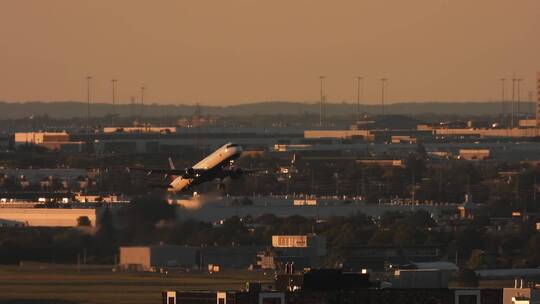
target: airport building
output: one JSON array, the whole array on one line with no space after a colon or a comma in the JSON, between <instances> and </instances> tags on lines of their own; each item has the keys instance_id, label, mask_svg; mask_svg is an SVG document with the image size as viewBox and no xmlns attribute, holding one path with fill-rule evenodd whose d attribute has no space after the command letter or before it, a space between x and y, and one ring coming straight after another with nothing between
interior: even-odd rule
<instances>
[{"instance_id":1,"label":"airport building","mask_svg":"<svg viewBox=\"0 0 540 304\"><path fill-rule=\"evenodd\" d=\"M122 270L156 271L159 268L194 268L198 265L198 249L185 246L156 245L120 247Z\"/></svg>"},{"instance_id":2,"label":"airport building","mask_svg":"<svg viewBox=\"0 0 540 304\"><path fill-rule=\"evenodd\" d=\"M85 218L95 227L95 208L0 208L0 221L8 226L77 227Z\"/></svg>"}]
</instances>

Request — Express the lines above as a JSON list of strings, one string per line, with blank lines omitted. Leave the pictures out of the list.

Written answer —
[
  "target: airport building",
  "output: one JSON array, the whole array on one line with no space after a colon or a comma in the JSON, between <instances> and </instances> tags on lines of their own; each item has the keys instance_id, label, mask_svg; mask_svg is an SVG document with the image size as viewBox and no xmlns attribute, holding one path with fill-rule evenodd whose d attribute has no space after the command letter or before it, a space between x and y, and one ring coming straight after another with nothing between",
  "interior: even-odd rule",
  "<instances>",
  "[{\"instance_id\":1,\"label\":\"airport building\",\"mask_svg\":\"<svg viewBox=\\\"0 0 540 304\\\"><path fill-rule=\\\"evenodd\\\" d=\\\"M122 270L156 271L159 268L194 268L198 265L198 249L185 246L156 245L120 247Z\\\"/></svg>\"},{\"instance_id\":2,\"label\":\"airport building\",\"mask_svg\":\"<svg viewBox=\\\"0 0 540 304\\\"><path fill-rule=\\\"evenodd\\\" d=\\\"M85 218L95 227L95 208L0 208L0 221L8 226L77 227Z\\\"/></svg>\"}]",
  "</instances>"
]